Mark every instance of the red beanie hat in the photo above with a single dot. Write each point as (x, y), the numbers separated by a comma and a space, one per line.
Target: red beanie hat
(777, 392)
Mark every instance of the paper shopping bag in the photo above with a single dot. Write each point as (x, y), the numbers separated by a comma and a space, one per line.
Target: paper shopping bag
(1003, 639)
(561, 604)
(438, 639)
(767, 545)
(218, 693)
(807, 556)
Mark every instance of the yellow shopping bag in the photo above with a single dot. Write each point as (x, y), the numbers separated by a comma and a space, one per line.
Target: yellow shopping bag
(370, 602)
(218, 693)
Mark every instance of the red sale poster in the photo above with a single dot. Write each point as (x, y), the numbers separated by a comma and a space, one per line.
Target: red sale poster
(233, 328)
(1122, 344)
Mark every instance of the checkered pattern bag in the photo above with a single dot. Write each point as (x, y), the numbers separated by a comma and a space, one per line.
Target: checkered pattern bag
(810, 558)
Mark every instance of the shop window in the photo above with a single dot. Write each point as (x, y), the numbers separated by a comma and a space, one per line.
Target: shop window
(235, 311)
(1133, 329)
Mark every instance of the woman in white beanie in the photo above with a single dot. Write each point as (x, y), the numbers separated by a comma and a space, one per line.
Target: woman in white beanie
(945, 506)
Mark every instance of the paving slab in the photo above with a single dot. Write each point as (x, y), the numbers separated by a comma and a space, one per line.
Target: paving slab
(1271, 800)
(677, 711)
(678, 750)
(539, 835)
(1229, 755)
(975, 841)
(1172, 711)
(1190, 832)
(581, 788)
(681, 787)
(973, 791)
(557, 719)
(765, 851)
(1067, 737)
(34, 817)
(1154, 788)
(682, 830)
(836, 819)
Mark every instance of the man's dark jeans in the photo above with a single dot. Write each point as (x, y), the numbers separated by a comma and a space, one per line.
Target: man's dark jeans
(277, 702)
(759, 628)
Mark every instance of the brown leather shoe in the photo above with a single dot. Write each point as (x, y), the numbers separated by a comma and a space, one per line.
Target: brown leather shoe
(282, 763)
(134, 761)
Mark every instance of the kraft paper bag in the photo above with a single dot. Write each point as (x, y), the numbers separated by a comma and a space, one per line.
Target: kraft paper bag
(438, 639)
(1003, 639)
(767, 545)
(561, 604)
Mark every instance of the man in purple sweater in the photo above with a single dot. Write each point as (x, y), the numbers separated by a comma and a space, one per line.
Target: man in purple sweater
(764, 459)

○ ○ ○ ○ ○

→ **YOUR GOAL**: The answer must restate all of the entries exactly.

→ **TASK SOLUTION**:
Mark every instance of the red beanie hat in the photo above with a single dot. Write each point as (x, y), the numbers separated by a comma and a space, one per line.
Target: red beanie hat
(777, 392)
Mark every instance of the paper shopping bag in the photo above with a single dot. Write each point as (x, y), the numbers separated by a comma and a space, one per line.
Target: paper shopping bag
(1003, 639)
(561, 604)
(438, 639)
(767, 545)
(218, 693)
(807, 556)
Mark every instance of the yellow shopping bag in the photo above with a single dot. Write each point as (x, y), the numbers separated by a comma and a space, one per line.
Target: yellow shopping bag
(370, 602)
(218, 693)
Mark every instance of the red sale poster in the photo above with a single dot. Write each point as (x, y), the numbers separated by a comma and a space, one per line.
Target: red sale poster
(233, 328)
(1122, 344)
Mark every instance of the checkered pattern bag in the photo above with a single dot. Write each point as (x, y), the numbers separated by a comma and a space, one per line.
Target: checkered pattern bag
(810, 558)
Mark every instance of the shop window in the photo above with a single dot. Write each point as (x, y), the numbers separated by a comma and a space, one per line.
Target: shop window
(235, 311)
(1133, 329)
Mark every instance of the woman in white beanie in the photo above with a single dot. Write each point as (x, y), the numbers separated by a comma and a space, one per line.
Target: woman in white beanie
(945, 506)
Mark every instance of the paving slab in the photo above with a single dot. Write each point as (x, y), the numbers separated by a comma and a space, one per line.
Target: paving slab
(1271, 800)
(677, 711)
(678, 750)
(539, 835)
(1229, 755)
(975, 841)
(1172, 711)
(1190, 832)
(581, 788)
(681, 787)
(973, 791)
(557, 719)
(765, 851)
(1067, 737)
(34, 817)
(1154, 788)
(682, 830)
(836, 819)
Mark every instance of the man's dark jeans in the photo above with a single dot. Write each point as (x, y), the numbers separated by a comma and a space, one per line.
Target: man's dark jeans
(277, 702)
(759, 628)
Mark every instance of the brown leather shoe in the photo above with a single dot. Write each point as (x, y), the numbers separated by a comma and a space, one per line.
Target: brown leather shoe
(282, 763)
(134, 761)
Mark every instance of the kraft paper bag in the photo above with a single dot. Write each point as (x, y), the numbers separated by a comma and a space, one per line.
Target: kraft paper bag
(438, 639)
(1003, 639)
(767, 545)
(561, 604)
Mark every instance of the man in purple sweater in the photo above with a single dot. Write each point as (x, y), the numbers separated by a comma and a space, one per line.
Target: man in purple sweater
(764, 459)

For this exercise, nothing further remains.